EXERCISE PROMPT:
Update the stretch of the string-splitting thread from "Note that my" through "will never appear.", replacing "packages" with "libraries" wherever it appears.

问题
I'd like to split a string at comma ","
. The string contains escaped commas "\,"
and escaped backslashs "\\"
. Commas at the beginning and end as well as several commas in a row should lead to empty strings.
So ",,\,\\,,"
should become ""
, ""
, "\,\\"
, ""
, ""
Note that my example strings show backslash as single "\"
. Java strings would have them doubled.
I tried with several packages but had no success. My last idea would be to write my own parser.
回答1:
In this case a custom function sounds better for me. Try this:
public String[] splitEscapedString(String s) {
//Character that won't appear in the string.
//If you are reading lines, '\n' should work fine since it will never appear.
String c = "\n";
StringBuilder sb = new StringBuilder();
for(int i = 0;i<s.length();++i){
if(s.charAt(i)=='\\') {
//If the String is well formatted(all '\' are followed by a character),
//this line should not have problem.
sb.append(s.charAt(++i));
}
else {
if(s.charAt(i) == ',') {
sb.append(c);
}
else {
sb.append(s.charAt(i));
}
}
}
return sb.toString().split(c);
}
回答2:
Don't use .split()
but find all matches between (unescaped) commas:
List<String> matchList = new ArrayList<String>();
Pattern regex = Pattern.compile(
"(?: # Start of group\n" +
" \\\\. # Match either an escaped character\n" +
"| # or\n" +
" [^\\\\,]++ # Match one or more characters except comma/backslash\n" +
")* # Do this any number of times",
Pattern.COMMENTS);
Matcher regexMatcher = regex.matcher(subjectString);
while (regexMatcher.find()) {
matchList.add(regexMatcher.group());
}
Result: ["", "", "\\,\\\\", "", ""]
I used a possessive quantifier (++
) in order to avoid excessive backtracking due to the nested quantifiers.

MATERIAL SUPPLIED:
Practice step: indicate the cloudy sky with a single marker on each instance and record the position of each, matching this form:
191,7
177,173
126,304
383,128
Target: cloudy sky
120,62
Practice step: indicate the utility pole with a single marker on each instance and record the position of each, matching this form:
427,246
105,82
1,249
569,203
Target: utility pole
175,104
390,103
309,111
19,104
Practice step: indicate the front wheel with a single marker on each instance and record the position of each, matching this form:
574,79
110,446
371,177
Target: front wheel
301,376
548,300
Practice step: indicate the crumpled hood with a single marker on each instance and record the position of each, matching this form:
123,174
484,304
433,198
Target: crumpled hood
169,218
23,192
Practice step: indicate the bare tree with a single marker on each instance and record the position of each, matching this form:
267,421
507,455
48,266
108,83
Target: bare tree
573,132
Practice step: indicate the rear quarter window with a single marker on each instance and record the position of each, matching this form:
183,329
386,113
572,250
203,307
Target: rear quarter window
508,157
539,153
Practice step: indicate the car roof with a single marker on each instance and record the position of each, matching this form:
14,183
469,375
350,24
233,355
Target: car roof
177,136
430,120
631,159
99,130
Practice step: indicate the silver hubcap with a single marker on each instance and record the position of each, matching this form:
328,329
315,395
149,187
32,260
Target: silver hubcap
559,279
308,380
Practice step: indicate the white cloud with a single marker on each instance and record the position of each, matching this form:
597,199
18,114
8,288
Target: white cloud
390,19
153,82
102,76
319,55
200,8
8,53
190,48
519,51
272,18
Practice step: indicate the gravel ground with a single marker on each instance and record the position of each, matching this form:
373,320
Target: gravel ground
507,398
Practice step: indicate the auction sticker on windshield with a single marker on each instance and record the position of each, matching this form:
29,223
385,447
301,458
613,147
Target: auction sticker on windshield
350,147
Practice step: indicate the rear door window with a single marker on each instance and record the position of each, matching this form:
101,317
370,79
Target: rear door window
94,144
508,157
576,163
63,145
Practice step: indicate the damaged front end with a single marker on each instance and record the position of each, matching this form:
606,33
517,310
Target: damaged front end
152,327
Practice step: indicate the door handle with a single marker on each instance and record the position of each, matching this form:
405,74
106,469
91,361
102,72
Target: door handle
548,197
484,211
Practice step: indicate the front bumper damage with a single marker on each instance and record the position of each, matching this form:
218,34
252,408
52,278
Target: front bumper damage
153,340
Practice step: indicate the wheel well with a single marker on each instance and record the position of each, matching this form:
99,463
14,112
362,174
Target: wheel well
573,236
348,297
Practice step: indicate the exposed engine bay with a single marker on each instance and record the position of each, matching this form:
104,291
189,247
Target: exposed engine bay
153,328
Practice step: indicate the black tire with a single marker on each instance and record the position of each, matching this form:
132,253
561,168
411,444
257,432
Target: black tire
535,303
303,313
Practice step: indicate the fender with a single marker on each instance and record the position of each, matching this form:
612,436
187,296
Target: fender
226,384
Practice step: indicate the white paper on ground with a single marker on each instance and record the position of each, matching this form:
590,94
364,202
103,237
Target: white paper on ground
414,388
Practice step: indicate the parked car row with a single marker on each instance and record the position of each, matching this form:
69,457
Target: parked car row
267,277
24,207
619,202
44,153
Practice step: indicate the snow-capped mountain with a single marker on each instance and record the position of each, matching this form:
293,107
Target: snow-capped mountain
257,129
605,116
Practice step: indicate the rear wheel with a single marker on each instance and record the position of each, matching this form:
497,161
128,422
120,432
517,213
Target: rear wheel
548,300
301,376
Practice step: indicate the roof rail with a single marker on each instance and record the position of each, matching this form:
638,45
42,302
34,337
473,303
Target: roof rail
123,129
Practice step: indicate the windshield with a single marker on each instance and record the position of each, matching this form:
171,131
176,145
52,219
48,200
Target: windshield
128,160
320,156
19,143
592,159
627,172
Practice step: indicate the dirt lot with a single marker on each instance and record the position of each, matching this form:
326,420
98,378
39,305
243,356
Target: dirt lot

SOLUTION:
Note that my example strings show backslash as single "\"
. Java strings would have them doubled.
I tried with several libraries but had no success. My last idea would be to write my own parser.
回答1:
In this case a custom function sounds better for me. Try this:
public String[] splitEscapedString(String s) {
//Character that won't appear in the string.
//If you are reading lines, '\n' should work fine since it will never appear.